▸ **Task to complete**:
Repeat every record exactly, omitting the pictures.

▸ **Records to use**:
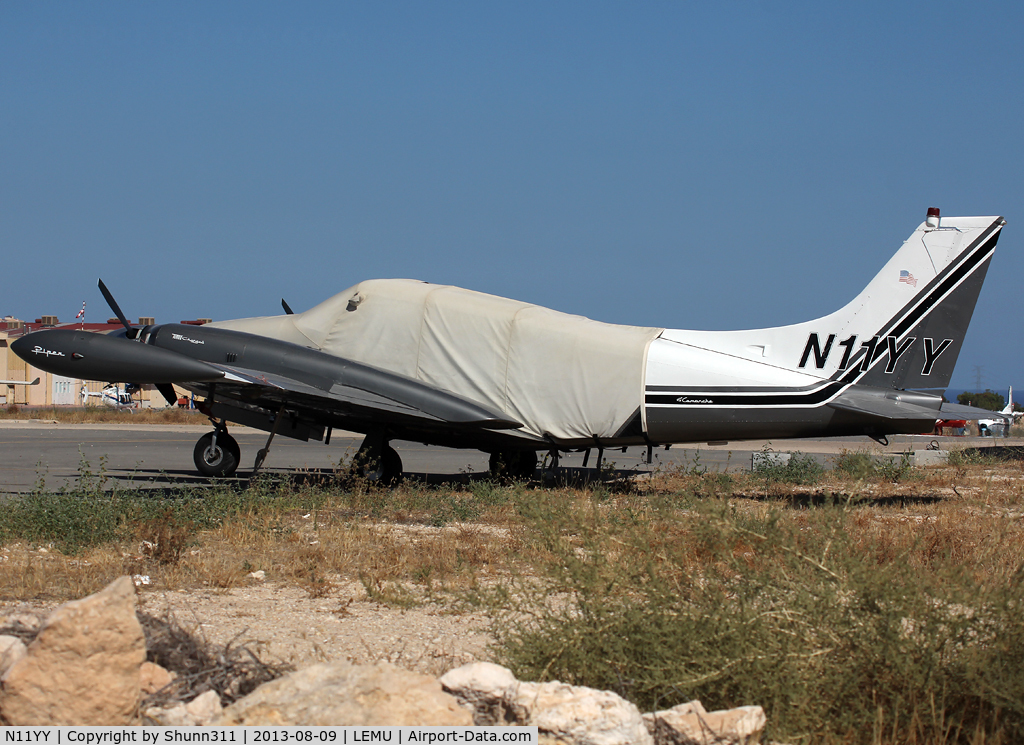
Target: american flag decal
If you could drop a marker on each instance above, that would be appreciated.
(905, 276)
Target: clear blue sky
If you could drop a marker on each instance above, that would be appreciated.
(716, 165)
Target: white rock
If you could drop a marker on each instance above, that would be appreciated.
(579, 715)
(11, 650)
(689, 724)
(83, 667)
(205, 707)
(483, 688)
(176, 715)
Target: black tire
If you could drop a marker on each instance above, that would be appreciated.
(390, 467)
(513, 465)
(218, 462)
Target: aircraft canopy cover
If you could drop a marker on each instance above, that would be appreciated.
(562, 376)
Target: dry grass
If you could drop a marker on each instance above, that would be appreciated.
(464, 544)
(390, 539)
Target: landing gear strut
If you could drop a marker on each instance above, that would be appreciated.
(377, 461)
(514, 465)
(216, 453)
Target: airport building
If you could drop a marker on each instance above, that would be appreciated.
(56, 390)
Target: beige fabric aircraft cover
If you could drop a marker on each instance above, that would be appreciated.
(563, 376)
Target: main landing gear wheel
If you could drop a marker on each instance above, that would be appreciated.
(514, 465)
(216, 459)
(386, 470)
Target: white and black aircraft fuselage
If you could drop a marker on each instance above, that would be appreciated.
(408, 360)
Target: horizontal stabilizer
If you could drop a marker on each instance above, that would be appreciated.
(888, 404)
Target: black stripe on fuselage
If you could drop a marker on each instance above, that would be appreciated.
(922, 305)
(811, 396)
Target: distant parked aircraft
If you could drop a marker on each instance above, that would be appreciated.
(399, 359)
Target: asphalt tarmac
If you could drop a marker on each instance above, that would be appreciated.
(55, 455)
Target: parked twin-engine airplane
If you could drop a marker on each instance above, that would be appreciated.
(408, 360)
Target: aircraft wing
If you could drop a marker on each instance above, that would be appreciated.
(957, 410)
(904, 405)
(375, 398)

▸ **Output**:
Target: american flag decal
If you could drop a marker on each instance above, that would be appreciated.
(905, 276)
Target: clear blue sky
If you could drop a marker on each instance above, that would be appreciated.
(716, 165)
Target: white rock
If you could drop a marker on each instance above, that would be appreciated.
(579, 715)
(11, 650)
(689, 724)
(83, 667)
(205, 707)
(483, 688)
(176, 715)
Target: black tire
If you could drop a marker on each instance above, that would be appreciated.
(390, 467)
(513, 465)
(218, 462)
Target: aircraft canopy cover
If you could drop a marker on each instance above, that would be appreciated.
(562, 376)
Target: dry grass
If you could drop a marker on each instance above, that would be appreciated.
(464, 544)
(390, 539)
Target: landing gear strut
If you could drop a marker on each instance above, that would be appreciated.
(377, 461)
(514, 465)
(216, 453)
Target: airport building
If you could drop a marker on each instance above, that would be appreciated.
(56, 390)
Target: beige fabric aircraft cover
If you could drop a marker on each instance above, that would be appreciated.
(563, 376)
Target: main landing gear wheel
If you could drop a marker on each instance above, that would be appreciated.
(514, 465)
(216, 459)
(386, 470)
Target: white and black aircraft fuselage
If you could drop a marker on each instance above, that would be appreciated.
(408, 360)
Target: horizontal stabilizer
If you could drop a marker on each instance above, that would be appreciated.
(888, 404)
Target: black stripe on fuselage
If you could drop a marker on each instance above, that would be appreciated.
(922, 305)
(811, 396)
Target: distant parked aircraft
If you could drop a marker on each instance above, that would be appreciated.
(399, 359)
Target: asphalt tarmac
If you could drop a marker on each instance above, that would be appreciated.
(55, 455)
Target: parked twin-engine airplane
If you could drop a marker on each instance above, that would be appreciated.
(408, 360)
Target: aircraft wing
If you could drop a marker on each instance above, that would be appreciated.
(957, 410)
(904, 405)
(375, 398)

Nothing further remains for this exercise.